# Stated exercise 1:
Recast everything from the line containing "the glass pane?" down to the end of the entries as a numbered list, leaving out any blank lines.

# Excerpt:
Organizing your projects

https://coderefinery.github.io/reproducible-research/organizing-projects/

Questions to audience

How do you collaborate on writing academic papers?
- These days most people I know seem to use overleaf. +1+1+1+1+1+1
- google drive/docs... +1+1
- I write most of the paper. At the beginning, I was doing it locally, but I moved to overleaf few years ago.
- we use MS words for writing papers and onedrive for storing different versions.+1+1
- Our university offers Overleaf licenses, but my colleagues prefer Word. So if I write a Latex document I always have to convert it in Word somehow for my collaborators comments.
  - You can comment pdfs, so maybe the can write their version into a comment and mark the line of text, instead of you going all the way to make it a word document?
How do you handle collaborative issues e.g. conflicting changes?
- discuss them and find the best wording/version
- My collaborators send me comments and I implement them with an highlight font (bold, color).
- Typically the main author was doing most of it, the others did changes, but the main author had the last word. If they were not sure, they would discuss it. +1+1
- Yeah, usually one main person integrates it all

Recording computational steps

https://coderefinery.github.io/reproducible-research/workflow-management/

I am using snakemake to make my project analyses part reproducible, accessible etc. Are there any workshops, courses you would recommend to become more fluent in Snakemake? I know they have good documentation online with some tutorials etc but still would like to have some more practise with it.
- There has been a training event recently https://training.pages.sigma2.no/tutorials/independent-jobs-in-parallel/, Recording: https://www.youtube.com/watch?v=GRWysq3y7jM#t=1h13m31s, which might mean that there will be other editions in the future? Super. Great, thanks!

Recording dependencies

https://coderefinery.github.io/reproducible-research/dependencies/

Regarding the python environments, what is a good practice to when deleting an environment (after saving the .yml file)?
I just recently learned about pyproject.toml files -> they are great. They let you set up your venv with a single file. it also offers to write extras like a "debug" setting, that also installs pytest or coverage, while the main configuration does not --> yes, i just learned about uv, which is suppose to be a good tool for those .toml files
.

https://coderefinery.github.io/reproducible-research/dependencies/#demo

Which version do you expect to be easiest to re-run? Why?
What problems do you anticipate in each solution?
- A:
  - It is possible to miss some critical libraries.
  - Hard to know what is there, have to search the text, easy to forget
- B:
  - Dependencies issues due to wrong version.
  - Incompatible versions, needs manual installation of each library
  - Not structured, can't automaticalyl act on this information and install
- C:
  - Works if it is not too far in the past... Otherwise might get tricky to get it working
  - A recent version of the github projects can update the other libraries and create dependencies issues.
- D:
  - This should already run fine, but tags can be deleted +1+1
  - Sometime it could be difficult to install certain versions of software. It will be nice to indicate which packages are more critical than others.
  - While this allows you to set it up, writing very defined versions may also be problematic if you miss important security updates in the packages.
  - You won't automatically update and notice problems. Someday you realize you have to update it all at once.
  - If someone else needs to run this with some other version of one dependency, it will be incompatible.
- E:
  - Seems to be the safest way to me.

# Data section:
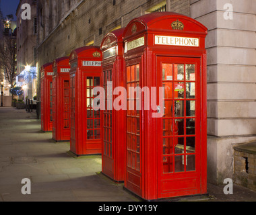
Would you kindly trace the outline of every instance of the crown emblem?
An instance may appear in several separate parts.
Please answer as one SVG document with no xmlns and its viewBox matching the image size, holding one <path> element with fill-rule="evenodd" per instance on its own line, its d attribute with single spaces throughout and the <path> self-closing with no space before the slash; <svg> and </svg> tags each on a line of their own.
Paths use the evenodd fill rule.
<svg viewBox="0 0 256 215">
<path fill-rule="evenodd" d="M 173 30 L 183 30 L 184 29 L 184 24 L 177 19 L 172 23 L 172 28 Z"/>
<path fill-rule="evenodd" d="M 136 24 L 133 24 L 133 27 L 131 28 L 131 32 L 134 34 L 134 33 L 136 33 L 136 32 L 137 32 L 137 26 Z"/>
<path fill-rule="evenodd" d="M 99 52 L 95 52 L 94 54 L 92 54 L 92 56 L 94 58 L 100 58 L 100 53 Z"/>
</svg>

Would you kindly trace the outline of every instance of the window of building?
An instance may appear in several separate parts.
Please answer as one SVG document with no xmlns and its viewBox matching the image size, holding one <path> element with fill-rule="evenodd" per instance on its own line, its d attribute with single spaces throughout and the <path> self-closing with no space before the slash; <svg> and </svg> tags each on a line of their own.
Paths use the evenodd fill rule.
<svg viewBox="0 0 256 215">
<path fill-rule="evenodd" d="M 100 28 L 98 29 L 98 35 L 102 35 L 102 28 Z"/>
</svg>

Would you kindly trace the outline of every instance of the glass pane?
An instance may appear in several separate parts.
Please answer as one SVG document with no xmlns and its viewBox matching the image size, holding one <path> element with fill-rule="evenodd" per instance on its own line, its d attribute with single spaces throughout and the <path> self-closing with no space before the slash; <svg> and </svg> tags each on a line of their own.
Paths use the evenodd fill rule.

# Stated exercise 2:
Translate this sentence from the reproducible-research notes into Spanish: "It is possible to miss some critical libraries."

# Complete response 1:
1. Would you kindly trace the outline of every instance of the glass pane?
2. An instance may appear in several separate parts.
3. Please answer as one SVG document with no xmlns and its viewBox matching the image size, holding one <path> element with fill-rule="evenodd" per instance on its own line, its d attribute with single spaces throughout and the <path> self-closing with no space before the slash; <svg> and </svg> tags each on a line of their own.
4. Paths use the evenodd fill rule.

# Complete response 2:
Es posible pasar por alto algunas bibliotecas críticas.